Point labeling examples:
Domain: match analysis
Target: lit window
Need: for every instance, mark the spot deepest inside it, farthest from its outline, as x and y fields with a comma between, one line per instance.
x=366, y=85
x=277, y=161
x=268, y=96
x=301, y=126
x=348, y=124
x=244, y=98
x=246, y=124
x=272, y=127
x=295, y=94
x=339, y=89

_WRITTEN EXERCISE_: Rewrite every line of the entries above, including the requests. Rescale each x and y coordinate in the answers by a factor of 0.45, and round the results to whole numbers with halves rounded up.

_OUTPUT OF THE EXERCISE_:
Domain: match analysis
Target: lit window
Need: for every instance, mark the spot deepest inside it, farthest from its outline, as x and y fields with a comma between, one line per instance.
x=165, y=38
x=125, y=72
x=121, y=43
x=135, y=57
x=157, y=56
x=110, y=44
x=111, y=56
x=122, y=57
x=133, y=42
x=153, y=40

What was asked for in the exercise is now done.